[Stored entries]
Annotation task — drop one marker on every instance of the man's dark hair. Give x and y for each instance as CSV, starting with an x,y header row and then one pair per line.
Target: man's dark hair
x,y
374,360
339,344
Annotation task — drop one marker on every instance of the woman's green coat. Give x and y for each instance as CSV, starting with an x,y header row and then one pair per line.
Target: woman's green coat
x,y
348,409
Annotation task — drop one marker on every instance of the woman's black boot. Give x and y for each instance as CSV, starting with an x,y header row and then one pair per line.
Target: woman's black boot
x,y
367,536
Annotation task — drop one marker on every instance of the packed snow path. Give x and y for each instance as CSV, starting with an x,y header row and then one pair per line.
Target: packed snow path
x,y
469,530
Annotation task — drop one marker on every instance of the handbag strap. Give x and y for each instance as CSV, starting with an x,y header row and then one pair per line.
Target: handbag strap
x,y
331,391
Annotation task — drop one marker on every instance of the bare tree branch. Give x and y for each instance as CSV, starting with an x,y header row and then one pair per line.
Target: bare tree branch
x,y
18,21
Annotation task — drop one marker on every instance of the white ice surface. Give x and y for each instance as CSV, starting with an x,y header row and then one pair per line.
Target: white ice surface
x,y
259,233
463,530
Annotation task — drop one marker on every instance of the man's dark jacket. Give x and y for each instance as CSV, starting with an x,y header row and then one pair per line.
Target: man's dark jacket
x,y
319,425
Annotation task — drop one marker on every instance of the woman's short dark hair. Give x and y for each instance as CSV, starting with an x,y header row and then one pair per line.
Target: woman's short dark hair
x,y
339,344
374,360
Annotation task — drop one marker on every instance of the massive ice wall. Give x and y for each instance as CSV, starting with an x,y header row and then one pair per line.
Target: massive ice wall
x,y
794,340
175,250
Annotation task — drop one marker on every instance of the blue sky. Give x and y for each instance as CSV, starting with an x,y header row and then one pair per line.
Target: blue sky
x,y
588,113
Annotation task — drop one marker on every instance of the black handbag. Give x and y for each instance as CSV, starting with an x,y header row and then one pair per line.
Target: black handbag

__YOUR GOAL__.
An exact copy of every entry is what is needed here.

__TASK OUTPUT__.
Annotation task — drop one marker on every instance of the man's dark hair. Give x and y for each instance as CSV, starting with an x,y header row and then one pair per line.
Target: man's dark hair
x,y
374,360
339,344
Annotation task — drop one marker on every instance of the woman's green coat. Give x and y for each instance as CSV, starting with an x,y header row and then one pair per line.
Target: woman's green coat
x,y
348,409
Annotation task — drop one marker on every instance of the woman's black boot. Give x and y for each instance as CSV, starting with an x,y header row and then one pair per line.
Target: woman's black boot
x,y
367,536
Annotation task — drop one marker on every instance of the packed snow path. Give x and y for each instance as CSV, starting with an x,y header row and then one pair per line.
Target: packed snow path
x,y
469,530
Annotation task — drop one marker on every instance of the handbag strap. Give x and y for each instance as CSV, starting with an x,y header row and then one pair per line.
Target: handbag strap
x,y
331,391
Annotation task — drop one marker on every instance of the bare tree branch. Give x and y for each instance as CSV, starting with an x,y header row and then one pair per line.
Target: bare tree branch
x,y
18,21
Annotation task — drop one marker on every instance of the white ice surface. Give x and y for each instance as CSV, starting with an x,y header row and then one pair per line.
Target: white ice surface
x,y
259,233
463,530
Annotation task — drop one marker on every instance of the man's dark jacket. Give x and y for each instance as CSV, starting with an x,y header row and then one pair per line.
Target: man's dark jacket
x,y
319,425
Annotation task — drop one marker on every instance of the woman's short dark hair. Give x and y for each instance as CSV, starting with an x,y header row and then one pair per line.
Target: woman's short dark hair
x,y
339,344
374,360
Annotation task — drop one marker on every instance of the massive ice wall. Give x and y for each instance as CSV, starting with an x,y header row and then one pair per line.
Target: massive ice wall
x,y
794,340
175,250
Annotation task — drop one marker on every instance of the blue sky. Give x and y for each instance as CSV, starting with an x,y header row and then one pair per line.
Target: blue sky
x,y
588,113
Annotation task — drop one marker on every instance of the black handbag. Give x and y for each instance as CSV, starting with an x,y header row and then one pair per line.
Target: black handbag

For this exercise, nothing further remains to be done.